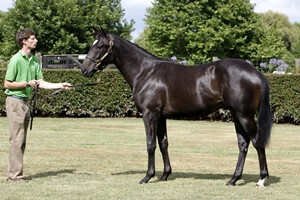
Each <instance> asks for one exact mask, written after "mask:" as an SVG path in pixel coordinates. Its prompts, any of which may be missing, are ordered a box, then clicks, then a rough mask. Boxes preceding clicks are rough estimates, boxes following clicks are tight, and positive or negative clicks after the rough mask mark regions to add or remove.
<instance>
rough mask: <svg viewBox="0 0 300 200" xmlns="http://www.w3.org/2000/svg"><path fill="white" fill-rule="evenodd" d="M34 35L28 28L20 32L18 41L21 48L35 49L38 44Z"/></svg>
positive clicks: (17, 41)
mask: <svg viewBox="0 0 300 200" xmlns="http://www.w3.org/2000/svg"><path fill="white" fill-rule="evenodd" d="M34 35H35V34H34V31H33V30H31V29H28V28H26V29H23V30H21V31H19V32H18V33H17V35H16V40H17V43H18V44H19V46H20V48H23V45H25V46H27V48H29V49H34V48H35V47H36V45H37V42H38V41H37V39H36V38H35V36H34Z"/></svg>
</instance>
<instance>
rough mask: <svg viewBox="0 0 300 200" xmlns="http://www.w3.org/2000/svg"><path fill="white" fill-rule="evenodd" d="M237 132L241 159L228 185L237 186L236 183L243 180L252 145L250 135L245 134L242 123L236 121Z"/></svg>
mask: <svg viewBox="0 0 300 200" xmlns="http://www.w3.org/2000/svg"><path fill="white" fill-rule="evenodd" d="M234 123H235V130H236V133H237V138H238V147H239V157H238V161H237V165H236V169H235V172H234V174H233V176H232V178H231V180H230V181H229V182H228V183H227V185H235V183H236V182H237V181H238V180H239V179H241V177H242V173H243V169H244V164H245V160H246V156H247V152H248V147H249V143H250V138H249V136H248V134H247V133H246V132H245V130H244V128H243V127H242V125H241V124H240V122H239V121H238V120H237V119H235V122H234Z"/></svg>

[EXERCISE DETAILS]
Go through the listing above and list every line that has the word "instance".

[TASK SOLUTION]
Each <instance> asks for one exact mask, written after "mask:" as an SVG path in pixel coordinates. Its prompts, any of which may be missing, are ordered a box, then clicks, then a rough mask. Boxes preceding clicks are rough estimates, boxes following clicks are tight, and positive or negative clicks after the rough mask mark regions to add or remove.
<instance>
</instance>
<instance>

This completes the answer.